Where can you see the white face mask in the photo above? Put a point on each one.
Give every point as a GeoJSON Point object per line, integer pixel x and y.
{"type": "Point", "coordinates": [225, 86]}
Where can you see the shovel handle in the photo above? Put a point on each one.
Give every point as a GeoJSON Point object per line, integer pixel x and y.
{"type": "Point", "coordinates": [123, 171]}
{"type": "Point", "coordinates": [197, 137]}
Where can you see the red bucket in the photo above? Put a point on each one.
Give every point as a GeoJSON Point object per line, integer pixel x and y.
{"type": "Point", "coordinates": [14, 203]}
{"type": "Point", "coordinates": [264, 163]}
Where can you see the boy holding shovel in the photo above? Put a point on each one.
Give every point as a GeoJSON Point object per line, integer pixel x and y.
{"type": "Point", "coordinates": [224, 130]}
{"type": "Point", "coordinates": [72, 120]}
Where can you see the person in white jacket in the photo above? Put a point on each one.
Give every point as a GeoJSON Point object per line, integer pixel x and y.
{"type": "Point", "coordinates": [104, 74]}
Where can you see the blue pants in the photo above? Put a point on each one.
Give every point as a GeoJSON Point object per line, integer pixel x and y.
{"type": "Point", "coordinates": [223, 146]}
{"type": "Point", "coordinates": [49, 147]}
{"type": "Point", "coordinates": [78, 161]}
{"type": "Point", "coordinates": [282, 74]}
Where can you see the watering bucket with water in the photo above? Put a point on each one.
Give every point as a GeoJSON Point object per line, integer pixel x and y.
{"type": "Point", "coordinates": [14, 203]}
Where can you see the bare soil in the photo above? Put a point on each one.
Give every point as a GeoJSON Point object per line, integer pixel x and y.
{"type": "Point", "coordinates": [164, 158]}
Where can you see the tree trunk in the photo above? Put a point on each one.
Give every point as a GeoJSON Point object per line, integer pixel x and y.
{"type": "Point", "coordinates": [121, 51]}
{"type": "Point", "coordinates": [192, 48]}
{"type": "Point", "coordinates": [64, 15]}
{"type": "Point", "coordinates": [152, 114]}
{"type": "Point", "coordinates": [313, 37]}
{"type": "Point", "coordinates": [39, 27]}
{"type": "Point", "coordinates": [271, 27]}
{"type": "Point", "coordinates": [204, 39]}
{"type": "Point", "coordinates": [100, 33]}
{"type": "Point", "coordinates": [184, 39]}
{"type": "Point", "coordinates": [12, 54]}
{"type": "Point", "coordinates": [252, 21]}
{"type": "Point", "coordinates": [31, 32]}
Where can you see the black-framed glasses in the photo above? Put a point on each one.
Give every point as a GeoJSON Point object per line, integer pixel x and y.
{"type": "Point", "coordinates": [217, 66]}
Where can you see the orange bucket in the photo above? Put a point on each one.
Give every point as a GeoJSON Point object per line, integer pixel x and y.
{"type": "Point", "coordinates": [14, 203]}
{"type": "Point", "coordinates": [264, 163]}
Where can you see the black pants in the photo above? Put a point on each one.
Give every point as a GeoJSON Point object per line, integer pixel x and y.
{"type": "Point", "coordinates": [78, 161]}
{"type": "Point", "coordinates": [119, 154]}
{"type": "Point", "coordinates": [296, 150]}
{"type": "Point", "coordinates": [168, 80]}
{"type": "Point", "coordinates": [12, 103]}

Directive —
Reproduce the listing above verbatim, keeping every line in its original order.

Result of this exercise —
Where can you see the white face mask in the photo above? Put a point on each one.
Give every point as a GeoJSON Point object per line, integer pixel x and y.
{"type": "Point", "coordinates": [225, 86]}
Where can you see the shovel handle in the photo above? Put a point on each one.
Give every point as a GeoJSON Point object per line, integer pixel x and y.
{"type": "Point", "coordinates": [123, 171]}
{"type": "Point", "coordinates": [197, 137]}
Where can you see the red bucket in the photo above? Put a point on each one.
Give every point as a GeoJSON Point object per line, integer pixel x and y.
{"type": "Point", "coordinates": [14, 203]}
{"type": "Point", "coordinates": [264, 163]}
Where can you see the boy holding shovel in the photo above? Put a point on each one.
Give every point as a GeoJSON Point object per line, integer pixel x and y.
{"type": "Point", "coordinates": [224, 130]}
{"type": "Point", "coordinates": [72, 120]}
Where can you see the person in white jacket in the photo above? Put a point on each one.
Give every point as a GeoJSON Point object per line, integer pixel x and y.
{"type": "Point", "coordinates": [104, 74]}
Where can you see the blue pants in the photo above? Put a point on each one.
Give every point as a GeoJSON Point object per line, integer pixel x and y.
{"type": "Point", "coordinates": [223, 146]}
{"type": "Point", "coordinates": [49, 147]}
{"type": "Point", "coordinates": [78, 161]}
{"type": "Point", "coordinates": [282, 74]}
Where can you see the watering bucket with water in the photo above? Put a point on each one.
Give every point as a GeoJSON Point object per line, integer pixel x and y.
{"type": "Point", "coordinates": [14, 203]}
Where can you see the bare soil in the photo above? Put a point on each one.
Give every point as a GeoJSON Point object per line, integer pixel x and y.
{"type": "Point", "coordinates": [164, 158]}
Where can you see the tree trunk in the photo above? Put a point on each one.
Give every point as a GeoJSON Point object per line, integer pixel x and y.
{"type": "Point", "coordinates": [121, 51]}
{"type": "Point", "coordinates": [192, 48]}
{"type": "Point", "coordinates": [64, 15]}
{"type": "Point", "coordinates": [152, 114]}
{"type": "Point", "coordinates": [313, 37]}
{"type": "Point", "coordinates": [39, 27]}
{"type": "Point", "coordinates": [271, 27]}
{"type": "Point", "coordinates": [204, 39]}
{"type": "Point", "coordinates": [100, 33]}
{"type": "Point", "coordinates": [184, 39]}
{"type": "Point", "coordinates": [12, 54]}
{"type": "Point", "coordinates": [252, 21]}
{"type": "Point", "coordinates": [31, 32]}
Where can you see the black-framed glasses in the photo above? Put a point on each one.
Give every point as a GeoJSON Point object per line, integer pixel x and y.
{"type": "Point", "coordinates": [217, 66]}
Where can you see the orange bucket in the photo above? Put a point on each one.
Give every point as a GeoJSON Point object per line, integer pixel x and y.
{"type": "Point", "coordinates": [14, 203]}
{"type": "Point", "coordinates": [264, 163]}
Where can you see the black pants in the photo above? Put a point on each one.
Give every point as a GeoJSON Point object per line, integer pixel x and y.
{"type": "Point", "coordinates": [78, 161]}
{"type": "Point", "coordinates": [119, 154]}
{"type": "Point", "coordinates": [296, 150]}
{"type": "Point", "coordinates": [168, 80]}
{"type": "Point", "coordinates": [12, 103]}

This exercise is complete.